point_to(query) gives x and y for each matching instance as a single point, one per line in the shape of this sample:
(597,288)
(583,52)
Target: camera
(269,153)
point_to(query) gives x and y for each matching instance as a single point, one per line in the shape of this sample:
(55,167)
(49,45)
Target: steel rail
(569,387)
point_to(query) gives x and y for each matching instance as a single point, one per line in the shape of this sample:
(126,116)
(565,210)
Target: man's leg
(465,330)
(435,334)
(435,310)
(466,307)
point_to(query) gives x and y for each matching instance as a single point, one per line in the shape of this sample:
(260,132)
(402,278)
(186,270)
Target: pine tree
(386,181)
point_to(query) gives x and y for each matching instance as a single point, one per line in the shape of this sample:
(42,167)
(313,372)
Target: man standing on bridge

#### Exercise goal
Return the entries above exactly, each one complete.

#### Your solution
point_to(query) gives x and y for each matching instance as a single point, one per line in the shape of this sample:
(597,288)
(583,52)
Target: camera
(269,153)
point_to(query) gives x and y for each matching instance as a single point, one per line in the shape of this sample:
(55,167)
(49,45)
Target: steel rail
(569,387)
point_to(query) gives x and y for each matching instance as a single point, one per line in the shape of this sample:
(126,116)
(565,210)
Target: man's leg
(465,330)
(435,334)
(435,310)
(466,307)
point_to(query) gives x and y for each matching instance as a single point, one per line in the shape of this sample:
(260,132)
(402,278)
(186,270)
Target: pine tree
(386,181)
point_to(query) gives x and y for each matching instance as a single point, one per line in the shape of this sample:
(42,167)
(313,372)
Target: man standing on bridge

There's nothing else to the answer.